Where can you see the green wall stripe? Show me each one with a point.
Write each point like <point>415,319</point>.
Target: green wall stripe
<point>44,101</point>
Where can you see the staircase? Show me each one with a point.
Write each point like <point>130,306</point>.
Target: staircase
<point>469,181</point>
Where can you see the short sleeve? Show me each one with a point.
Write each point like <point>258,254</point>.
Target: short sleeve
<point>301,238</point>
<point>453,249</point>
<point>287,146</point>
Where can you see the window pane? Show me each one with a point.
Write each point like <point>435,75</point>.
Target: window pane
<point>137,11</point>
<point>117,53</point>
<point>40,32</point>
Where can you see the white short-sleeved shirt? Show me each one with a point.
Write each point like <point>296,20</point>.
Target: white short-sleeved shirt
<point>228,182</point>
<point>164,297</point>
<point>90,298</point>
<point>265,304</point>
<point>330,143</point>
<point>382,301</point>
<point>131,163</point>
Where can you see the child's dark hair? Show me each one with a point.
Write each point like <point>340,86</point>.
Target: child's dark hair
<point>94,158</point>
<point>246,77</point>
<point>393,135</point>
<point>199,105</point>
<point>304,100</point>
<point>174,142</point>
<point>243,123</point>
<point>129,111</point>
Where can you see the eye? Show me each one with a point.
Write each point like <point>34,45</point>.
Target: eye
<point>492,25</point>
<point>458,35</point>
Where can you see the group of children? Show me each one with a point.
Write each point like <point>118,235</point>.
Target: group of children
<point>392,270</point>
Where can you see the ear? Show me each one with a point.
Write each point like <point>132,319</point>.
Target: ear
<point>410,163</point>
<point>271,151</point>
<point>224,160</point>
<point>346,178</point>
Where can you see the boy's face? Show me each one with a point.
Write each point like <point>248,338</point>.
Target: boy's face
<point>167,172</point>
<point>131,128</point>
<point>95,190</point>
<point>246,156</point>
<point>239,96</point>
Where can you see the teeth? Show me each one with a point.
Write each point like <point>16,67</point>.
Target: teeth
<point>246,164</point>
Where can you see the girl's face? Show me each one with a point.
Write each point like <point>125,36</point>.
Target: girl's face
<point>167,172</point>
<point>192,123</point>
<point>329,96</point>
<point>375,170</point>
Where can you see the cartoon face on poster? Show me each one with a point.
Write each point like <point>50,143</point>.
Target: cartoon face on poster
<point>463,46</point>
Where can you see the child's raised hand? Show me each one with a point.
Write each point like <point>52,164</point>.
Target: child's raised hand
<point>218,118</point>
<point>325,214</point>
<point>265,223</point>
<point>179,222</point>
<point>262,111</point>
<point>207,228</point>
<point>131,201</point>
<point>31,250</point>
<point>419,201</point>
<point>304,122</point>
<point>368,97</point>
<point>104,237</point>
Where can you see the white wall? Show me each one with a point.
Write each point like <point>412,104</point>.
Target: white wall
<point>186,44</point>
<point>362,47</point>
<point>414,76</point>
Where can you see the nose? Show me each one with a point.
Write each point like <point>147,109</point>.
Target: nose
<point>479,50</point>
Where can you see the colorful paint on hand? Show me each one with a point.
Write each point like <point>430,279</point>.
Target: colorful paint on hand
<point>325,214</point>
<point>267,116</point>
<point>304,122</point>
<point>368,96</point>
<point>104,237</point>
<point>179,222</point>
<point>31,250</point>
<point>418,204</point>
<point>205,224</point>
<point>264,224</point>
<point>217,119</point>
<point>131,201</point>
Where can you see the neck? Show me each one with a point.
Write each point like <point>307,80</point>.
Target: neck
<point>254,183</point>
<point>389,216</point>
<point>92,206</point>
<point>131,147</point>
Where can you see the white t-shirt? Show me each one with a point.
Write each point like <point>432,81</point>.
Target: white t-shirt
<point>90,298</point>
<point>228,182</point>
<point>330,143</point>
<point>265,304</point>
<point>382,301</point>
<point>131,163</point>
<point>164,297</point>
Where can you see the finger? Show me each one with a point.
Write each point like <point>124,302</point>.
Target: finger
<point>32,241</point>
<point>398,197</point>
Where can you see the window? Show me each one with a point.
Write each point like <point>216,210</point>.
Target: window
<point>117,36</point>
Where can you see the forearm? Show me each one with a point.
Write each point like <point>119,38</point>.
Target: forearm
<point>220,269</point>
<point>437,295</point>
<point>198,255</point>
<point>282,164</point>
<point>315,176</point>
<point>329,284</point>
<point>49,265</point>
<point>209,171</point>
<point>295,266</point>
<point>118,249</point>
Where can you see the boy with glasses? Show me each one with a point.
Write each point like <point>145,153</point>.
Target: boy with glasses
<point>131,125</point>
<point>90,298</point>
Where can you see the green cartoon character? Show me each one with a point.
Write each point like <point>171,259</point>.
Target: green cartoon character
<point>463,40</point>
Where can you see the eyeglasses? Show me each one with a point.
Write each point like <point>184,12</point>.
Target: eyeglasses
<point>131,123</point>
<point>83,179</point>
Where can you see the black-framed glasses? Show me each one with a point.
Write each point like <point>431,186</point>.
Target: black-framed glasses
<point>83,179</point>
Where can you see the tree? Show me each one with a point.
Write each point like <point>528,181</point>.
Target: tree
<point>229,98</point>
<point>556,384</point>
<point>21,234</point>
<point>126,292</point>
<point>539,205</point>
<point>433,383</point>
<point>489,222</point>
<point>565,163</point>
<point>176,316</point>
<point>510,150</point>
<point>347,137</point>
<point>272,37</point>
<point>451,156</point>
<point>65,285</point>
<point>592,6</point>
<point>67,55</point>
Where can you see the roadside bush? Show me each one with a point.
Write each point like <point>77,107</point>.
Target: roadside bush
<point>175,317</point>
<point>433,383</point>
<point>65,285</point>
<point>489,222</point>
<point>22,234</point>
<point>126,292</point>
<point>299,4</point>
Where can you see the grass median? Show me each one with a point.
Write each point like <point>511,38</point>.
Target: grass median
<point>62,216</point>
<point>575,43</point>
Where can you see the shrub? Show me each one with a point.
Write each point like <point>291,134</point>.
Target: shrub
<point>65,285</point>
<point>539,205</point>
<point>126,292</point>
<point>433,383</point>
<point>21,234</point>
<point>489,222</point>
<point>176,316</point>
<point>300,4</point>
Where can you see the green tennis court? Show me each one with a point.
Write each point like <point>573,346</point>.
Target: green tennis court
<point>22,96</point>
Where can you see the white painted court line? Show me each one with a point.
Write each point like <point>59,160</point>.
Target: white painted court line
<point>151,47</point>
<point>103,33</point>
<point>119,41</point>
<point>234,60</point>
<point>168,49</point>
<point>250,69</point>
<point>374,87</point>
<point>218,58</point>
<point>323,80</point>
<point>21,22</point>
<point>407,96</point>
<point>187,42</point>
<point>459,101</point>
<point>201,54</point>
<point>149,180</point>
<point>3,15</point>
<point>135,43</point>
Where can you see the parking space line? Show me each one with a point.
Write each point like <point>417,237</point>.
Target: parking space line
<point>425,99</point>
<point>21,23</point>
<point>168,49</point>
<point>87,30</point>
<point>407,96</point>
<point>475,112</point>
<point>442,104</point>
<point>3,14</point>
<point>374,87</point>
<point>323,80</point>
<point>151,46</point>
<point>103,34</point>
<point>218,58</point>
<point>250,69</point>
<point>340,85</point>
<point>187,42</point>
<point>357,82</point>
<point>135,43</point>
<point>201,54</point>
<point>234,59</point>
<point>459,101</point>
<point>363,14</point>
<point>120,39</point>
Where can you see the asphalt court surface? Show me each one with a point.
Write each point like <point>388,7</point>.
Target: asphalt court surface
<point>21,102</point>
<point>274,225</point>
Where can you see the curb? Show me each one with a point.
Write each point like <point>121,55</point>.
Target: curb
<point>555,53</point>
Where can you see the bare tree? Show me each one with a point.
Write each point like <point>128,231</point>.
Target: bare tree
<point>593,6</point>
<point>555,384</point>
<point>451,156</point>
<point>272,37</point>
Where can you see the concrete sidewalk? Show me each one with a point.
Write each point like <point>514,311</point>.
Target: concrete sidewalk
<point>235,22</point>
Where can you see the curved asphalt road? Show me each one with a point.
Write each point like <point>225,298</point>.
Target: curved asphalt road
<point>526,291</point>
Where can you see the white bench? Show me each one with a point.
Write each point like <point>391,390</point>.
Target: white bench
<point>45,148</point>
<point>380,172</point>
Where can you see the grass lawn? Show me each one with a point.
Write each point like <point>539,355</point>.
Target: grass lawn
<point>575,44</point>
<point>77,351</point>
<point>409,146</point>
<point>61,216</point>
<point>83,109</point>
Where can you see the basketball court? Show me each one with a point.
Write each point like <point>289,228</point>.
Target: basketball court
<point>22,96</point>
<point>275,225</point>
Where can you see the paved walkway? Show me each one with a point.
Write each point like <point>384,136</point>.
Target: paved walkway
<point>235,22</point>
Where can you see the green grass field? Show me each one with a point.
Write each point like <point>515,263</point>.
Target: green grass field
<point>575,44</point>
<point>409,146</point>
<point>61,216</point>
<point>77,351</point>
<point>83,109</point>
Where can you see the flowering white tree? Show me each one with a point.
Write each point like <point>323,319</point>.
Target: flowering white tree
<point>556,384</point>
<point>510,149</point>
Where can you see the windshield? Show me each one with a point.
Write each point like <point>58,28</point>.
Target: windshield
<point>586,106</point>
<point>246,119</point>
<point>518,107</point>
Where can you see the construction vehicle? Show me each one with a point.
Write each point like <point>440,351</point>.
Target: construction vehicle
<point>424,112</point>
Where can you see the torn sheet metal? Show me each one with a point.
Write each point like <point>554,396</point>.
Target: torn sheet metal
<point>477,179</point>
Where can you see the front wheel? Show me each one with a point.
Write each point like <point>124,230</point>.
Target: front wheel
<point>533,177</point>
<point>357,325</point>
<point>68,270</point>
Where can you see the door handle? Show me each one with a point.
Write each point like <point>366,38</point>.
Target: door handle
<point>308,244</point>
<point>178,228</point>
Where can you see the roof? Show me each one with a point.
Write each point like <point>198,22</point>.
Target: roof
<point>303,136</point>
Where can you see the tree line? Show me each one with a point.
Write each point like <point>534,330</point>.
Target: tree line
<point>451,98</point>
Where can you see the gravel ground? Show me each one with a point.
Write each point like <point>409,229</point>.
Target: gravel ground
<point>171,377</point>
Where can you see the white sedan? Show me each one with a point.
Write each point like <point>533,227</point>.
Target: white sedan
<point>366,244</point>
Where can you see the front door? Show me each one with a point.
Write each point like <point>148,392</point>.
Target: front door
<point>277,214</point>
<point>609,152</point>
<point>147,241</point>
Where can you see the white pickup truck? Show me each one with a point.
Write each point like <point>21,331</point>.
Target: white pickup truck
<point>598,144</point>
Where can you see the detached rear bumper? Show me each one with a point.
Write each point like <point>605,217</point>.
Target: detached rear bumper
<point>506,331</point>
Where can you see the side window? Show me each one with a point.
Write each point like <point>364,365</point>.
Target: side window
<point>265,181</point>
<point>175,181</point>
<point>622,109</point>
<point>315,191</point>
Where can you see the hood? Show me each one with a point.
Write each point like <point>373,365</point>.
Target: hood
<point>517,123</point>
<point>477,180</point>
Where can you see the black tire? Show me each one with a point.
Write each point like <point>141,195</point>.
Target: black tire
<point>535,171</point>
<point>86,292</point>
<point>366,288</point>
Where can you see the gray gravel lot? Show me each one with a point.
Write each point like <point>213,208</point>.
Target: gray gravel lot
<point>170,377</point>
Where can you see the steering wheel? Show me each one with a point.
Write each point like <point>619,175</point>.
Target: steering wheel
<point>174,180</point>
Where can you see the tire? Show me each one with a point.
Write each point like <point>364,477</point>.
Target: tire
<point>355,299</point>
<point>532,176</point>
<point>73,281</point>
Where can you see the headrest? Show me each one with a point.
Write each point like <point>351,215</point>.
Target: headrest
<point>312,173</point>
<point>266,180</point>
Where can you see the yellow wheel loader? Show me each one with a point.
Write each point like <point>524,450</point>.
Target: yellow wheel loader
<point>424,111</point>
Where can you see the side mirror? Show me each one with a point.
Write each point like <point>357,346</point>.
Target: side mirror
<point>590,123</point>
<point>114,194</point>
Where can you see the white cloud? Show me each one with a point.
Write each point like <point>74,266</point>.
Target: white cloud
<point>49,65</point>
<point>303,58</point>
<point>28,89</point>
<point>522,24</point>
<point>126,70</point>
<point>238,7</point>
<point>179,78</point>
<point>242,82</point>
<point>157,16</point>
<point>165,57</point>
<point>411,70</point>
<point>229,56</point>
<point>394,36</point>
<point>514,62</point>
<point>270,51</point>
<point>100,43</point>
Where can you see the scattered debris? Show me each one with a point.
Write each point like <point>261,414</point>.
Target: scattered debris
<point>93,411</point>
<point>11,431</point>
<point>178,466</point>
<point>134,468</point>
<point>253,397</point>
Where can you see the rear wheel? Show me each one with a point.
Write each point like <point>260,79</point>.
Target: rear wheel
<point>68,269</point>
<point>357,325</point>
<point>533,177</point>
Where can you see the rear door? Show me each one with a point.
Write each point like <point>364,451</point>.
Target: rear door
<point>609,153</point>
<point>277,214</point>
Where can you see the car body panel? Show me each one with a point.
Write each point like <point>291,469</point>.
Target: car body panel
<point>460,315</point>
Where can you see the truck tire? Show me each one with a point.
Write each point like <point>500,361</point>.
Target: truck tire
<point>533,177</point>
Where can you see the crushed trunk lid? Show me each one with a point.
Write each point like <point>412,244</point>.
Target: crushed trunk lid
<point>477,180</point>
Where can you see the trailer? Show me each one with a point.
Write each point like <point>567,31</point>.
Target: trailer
━━━
Set down only the lines above that fall between the line holding "Target: green tennis court" and the line holding "Write each point like <point>388,7</point>.", inclusive, keeping each exact.

Target: green tennis court
<point>22,96</point>
Where can you see the white painted court line? Show me each one with a point.
Write each point like <point>59,160</point>.
Target: white painted court line
<point>151,47</point>
<point>103,33</point>
<point>119,41</point>
<point>234,60</point>
<point>168,49</point>
<point>250,69</point>
<point>374,87</point>
<point>218,58</point>
<point>323,80</point>
<point>21,22</point>
<point>407,96</point>
<point>187,42</point>
<point>459,101</point>
<point>201,54</point>
<point>149,180</point>
<point>3,15</point>
<point>135,43</point>
Where can you see the parking space line? Show me each one with a point.
Write each point like <point>417,237</point>.
Target: parking space line
<point>425,99</point>
<point>21,23</point>
<point>168,49</point>
<point>87,30</point>
<point>407,96</point>
<point>475,112</point>
<point>442,104</point>
<point>3,14</point>
<point>374,87</point>
<point>323,80</point>
<point>151,46</point>
<point>103,34</point>
<point>218,58</point>
<point>250,69</point>
<point>340,85</point>
<point>187,42</point>
<point>357,82</point>
<point>135,43</point>
<point>201,54</point>
<point>234,59</point>
<point>459,101</point>
<point>363,14</point>
<point>120,39</point>
Where can you see the asphalt court surface? Show me each one with a point.
Write each point like <point>388,7</point>.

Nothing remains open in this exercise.